### Your task:
Please revise the material below by replacing "mask" with "outline" and leaving everything else unchanged.

(Segmentation labeling entries)
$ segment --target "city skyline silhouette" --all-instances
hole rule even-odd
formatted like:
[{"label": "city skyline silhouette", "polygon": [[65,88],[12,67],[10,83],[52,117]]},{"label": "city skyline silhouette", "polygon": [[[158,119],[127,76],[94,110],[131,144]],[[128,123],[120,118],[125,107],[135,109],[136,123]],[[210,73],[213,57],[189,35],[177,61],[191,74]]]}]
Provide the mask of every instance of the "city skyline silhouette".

### Result of the exercise:
$ segment --target "city skyline silhouette" --all-instances
hole rule even-odd
formatted like:
[{"label": "city skyline silhouette", "polygon": [[65,88],[12,67],[10,83],[52,117]]},{"label": "city skyline silhouette", "polygon": [[[158,119],[127,76],[94,110],[131,144]],[[128,123],[120,118],[125,107],[135,109],[136,123]],[[210,73],[213,57],[189,35],[177,61],[191,74]]]}]
Provide the outline of every instance of the "city skyline silhouette".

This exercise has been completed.